● MATERIAL:
--- START ---
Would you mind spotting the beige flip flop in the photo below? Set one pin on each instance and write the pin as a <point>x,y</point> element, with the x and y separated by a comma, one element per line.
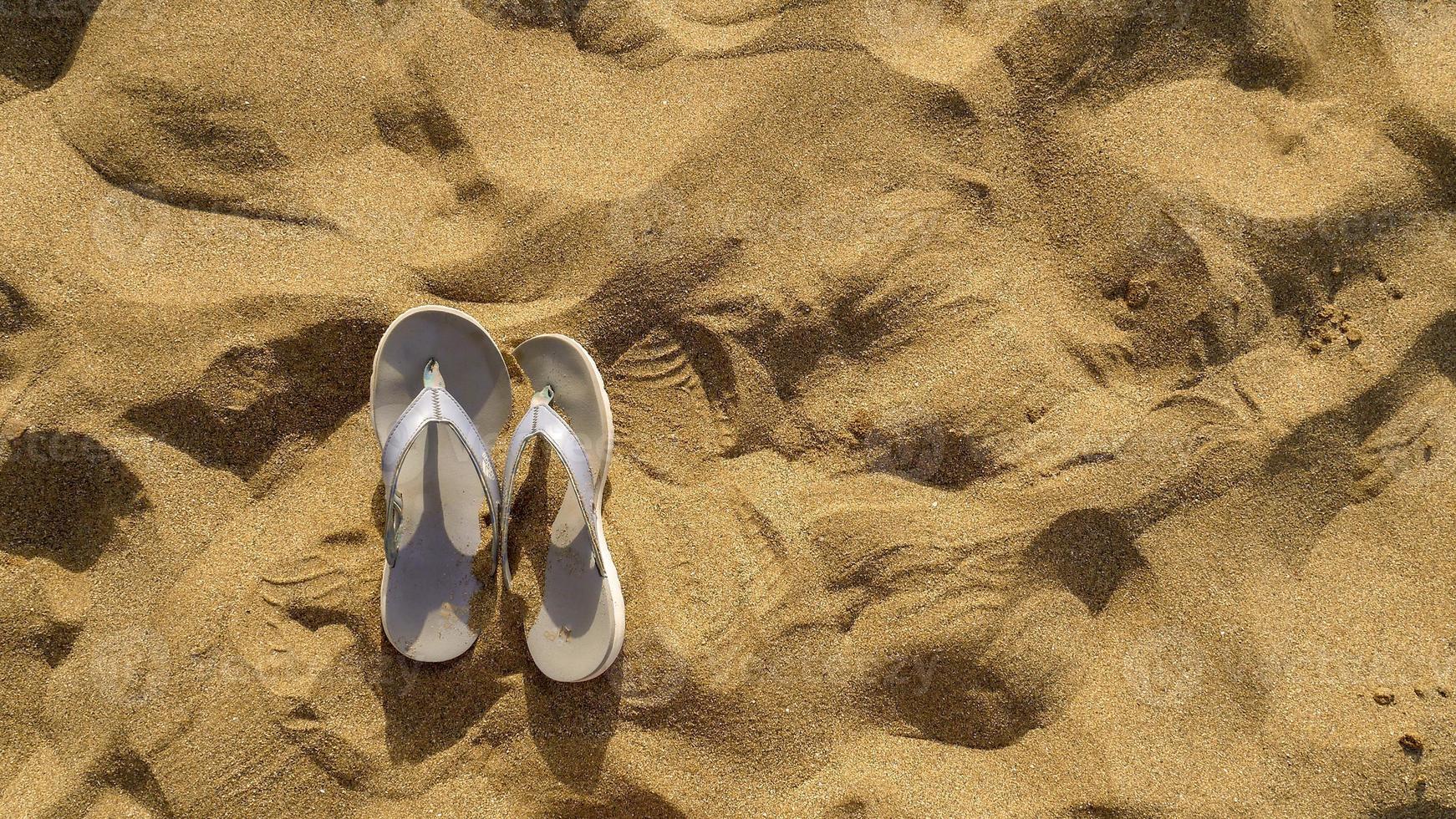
<point>580,628</point>
<point>439,400</point>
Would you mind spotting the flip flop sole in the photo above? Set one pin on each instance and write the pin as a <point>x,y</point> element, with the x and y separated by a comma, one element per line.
<point>425,597</point>
<point>581,626</point>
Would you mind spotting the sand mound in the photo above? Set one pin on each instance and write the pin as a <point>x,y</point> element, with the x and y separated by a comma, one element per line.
<point>1022,410</point>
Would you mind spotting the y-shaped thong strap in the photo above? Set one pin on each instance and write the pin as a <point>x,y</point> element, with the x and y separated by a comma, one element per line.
<point>434,404</point>
<point>542,420</point>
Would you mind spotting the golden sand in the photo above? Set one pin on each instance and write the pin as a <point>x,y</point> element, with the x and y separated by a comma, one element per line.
<point>1028,410</point>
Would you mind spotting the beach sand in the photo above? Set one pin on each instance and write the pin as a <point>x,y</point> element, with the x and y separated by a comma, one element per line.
<point>1028,410</point>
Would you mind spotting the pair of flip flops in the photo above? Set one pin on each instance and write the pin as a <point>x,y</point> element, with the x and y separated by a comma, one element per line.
<point>440,398</point>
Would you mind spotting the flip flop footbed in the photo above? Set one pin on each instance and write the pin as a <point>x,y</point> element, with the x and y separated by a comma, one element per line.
<point>581,624</point>
<point>425,594</point>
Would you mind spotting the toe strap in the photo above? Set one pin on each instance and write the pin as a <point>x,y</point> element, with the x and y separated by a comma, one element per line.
<point>434,404</point>
<point>542,420</point>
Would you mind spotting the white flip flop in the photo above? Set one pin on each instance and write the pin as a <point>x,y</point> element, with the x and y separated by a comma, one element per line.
<point>580,628</point>
<point>439,400</point>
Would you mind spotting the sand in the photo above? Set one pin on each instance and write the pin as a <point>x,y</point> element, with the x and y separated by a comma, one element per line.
<point>1024,410</point>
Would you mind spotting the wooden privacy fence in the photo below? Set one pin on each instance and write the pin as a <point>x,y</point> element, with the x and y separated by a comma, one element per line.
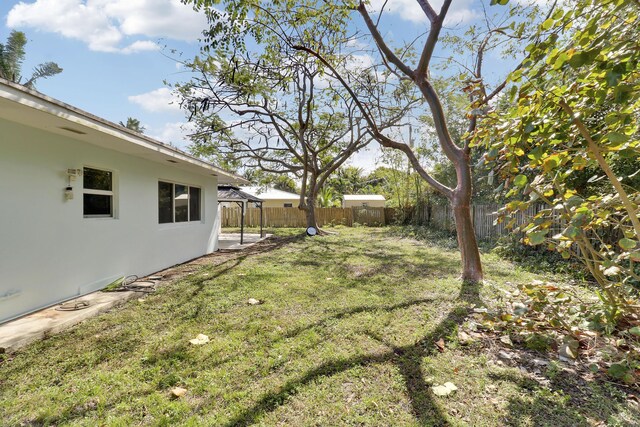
<point>484,218</point>
<point>293,217</point>
<point>436,216</point>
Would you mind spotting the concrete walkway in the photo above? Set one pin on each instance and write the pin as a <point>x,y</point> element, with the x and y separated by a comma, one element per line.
<point>35,326</point>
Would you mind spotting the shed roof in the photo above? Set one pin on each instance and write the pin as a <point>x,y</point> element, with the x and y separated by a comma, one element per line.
<point>364,197</point>
<point>230,193</point>
<point>28,107</point>
<point>270,193</point>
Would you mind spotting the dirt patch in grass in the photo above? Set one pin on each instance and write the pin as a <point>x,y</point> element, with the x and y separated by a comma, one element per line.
<point>353,329</point>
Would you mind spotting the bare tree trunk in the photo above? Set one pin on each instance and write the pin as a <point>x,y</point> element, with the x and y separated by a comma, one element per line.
<point>471,265</point>
<point>467,242</point>
<point>311,213</point>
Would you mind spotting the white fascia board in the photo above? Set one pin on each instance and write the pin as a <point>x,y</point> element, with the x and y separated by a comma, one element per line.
<point>37,110</point>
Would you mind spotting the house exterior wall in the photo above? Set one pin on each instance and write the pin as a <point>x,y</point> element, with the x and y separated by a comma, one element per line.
<point>49,252</point>
<point>360,203</point>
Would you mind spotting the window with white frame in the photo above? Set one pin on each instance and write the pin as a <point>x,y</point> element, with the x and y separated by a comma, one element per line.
<point>178,202</point>
<point>97,194</point>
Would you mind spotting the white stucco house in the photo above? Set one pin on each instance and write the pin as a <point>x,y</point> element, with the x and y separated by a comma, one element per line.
<point>86,201</point>
<point>273,198</point>
<point>363,200</point>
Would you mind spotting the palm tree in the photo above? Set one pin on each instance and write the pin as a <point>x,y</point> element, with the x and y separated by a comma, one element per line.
<point>12,56</point>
--- END ---
● STATED GOAL: Update the whole listing above so that every "photo" becomes "image", with everything else left unchanged, and give it back without the pictures.

● SOLUTION FOR THIS PROBLEM:
Would you mind spotting the beige flip flop in the image below? Set one pin on each instance and write the pin as a <point>x,y</point> element, with the x and y separated by a comma, one element per line.
<point>580,628</point>
<point>439,400</point>
Would you mind spotting the flip flop sole in the image above? Set one pin on each instance and write the pin as a <point>x,y</point> element, with the x and y separated by a comma, one element per line.
<point>425,597</point>
<point>581,626</point>
Would you mind spotting the sand mound in the image above? Set one pin on each instance and write the pin as a <point>x,y</point> element, with the x and y separated by a comma, one element per line.
<point>1022,410</point>
Would you mind spotting the y-shaped thong strap in the image above? Set one pin on each instance and write the pin as a <point>x,y</point> element, with the x and y separated by a comma, one element per line.
<point>434,404</point>
<point>542,420</point>
Would you mind spotting the golden sand in the image above? Set one pin on each instance and write the pin as a <point>x,y</point> element, with the x and y separated by a comma, one element per line.
<point>1028,410</point>
Would you mind spotting the beach sand in the image above? Set one pin on each instance and write the pin as a <point>x,y</point> element, with the x and y separated by a comma, one element per line.
<point>1028,410</point>
Would you mind spotting the pair of flip flops in the image above? Set one pin on each instance and write the pin as a <point>x,y</point> element, with the x and y separated by a comma, one element per line.
<point>440,398</point>
Would you mind spotting the flip flop footbed in the image above? Set one pin on each instance and write the pin as a <point>x,y</point> element, with the x and y separated by a comma, one element per line.
<point>581,624</point>
<point>425,594</point>
Would you mind spotting the toe strap in the image above? Set one pin on each instance and write the pin as a <point>x,y</point> element, with the x and y separated by a comma, one element per line.
<point>434,404</point>
<point>542,420</point>
Would you mind spotting the white flip flop in the image above? Set one pin on each instance and write the pin as a <point>x,y</point> element, with the x and y separated by a comma, one element per line.
<point>580,628</point>
<point>439,400</point>
Would you mind spotting the sand in the image above? Set one pin on each instance and write the pin as a <point>x,y</point> element, with the x and y separated by a comma, one element per line.
<point>1024,410</point>
Would you mind spotting the wooden privacy fence in the image below? Set one pin on each instance and write the pin as a <point>x,y</point> element, with the x and y separated by a comma, one element per line.
<point>484,218</point>
<point>293,217</point>
<point>436,216</point>
Would you mind spotting the concrete walkway in the image above? Set one pin on each instance and write the pin as a <point>x,y</point> element, with the x and y separated by a comma, one element per line.
<point>35,326</point>
Would you mind spotting the shed roof in the image above? Set one pin on each instance and write the pin as a <point>x,y</point> element, with the x and y separated by a comma, one element per line.
<point>364,197</point>
<point>230,193</point>
<point>28,107</point>
<point>270,193</point>
Would you mind spotting the dirt patch in grass in the image above? Set one pin on each instance and write the pin as a <point>x,y</point> element, with the x and y separated by a comma, one element per line.
<point>353,329</point>
Would you mind spotting the bare tree trunk in the image above? Set one pin on each instance and write the pin as a <point>x,y</point> element, with the x and y separated by a comma, one element per line.
<point>471,265</point>
<point>467,242</point>
<point>311,213</point>
Would you mind spotting the white fascia board in the image above? Set one pin on each instance and write the pin as a <point>x,y</point> element, with the x and y separated by a comma, one element per line.
<point>37,110</point>
Would you mind spotting the house exterior wall in the image above? Set one pin on each instance and write the pin as a <point>x,y</point> element, with the x and y separated by a comma, one element per line.
<point>49,252</point>
<point>360,203</point>
Would you mind spotting the window with white frame in the image above? Set one pin on each instance and write the pin as a <point>x,y</point> element, with the x and y separated by a comma, one element per line.
<point>178,202</point>
<point>97,194</point>
Would you mind spotting the white stucco house in the image above? Set one pin on each instance and write the pin as a <point>x,y</point> element, with the x and y separated by a comma, one element per line.
<point>86,201</point>
<point>273,198</point>
<point>363,200</point>
Would you mind spotting the palm tree in the image above? Set one pin on each instance and write the pin as a <point>x,y</point> element, with the x and y separated by a comma, one element per line.
<point>12,56</point>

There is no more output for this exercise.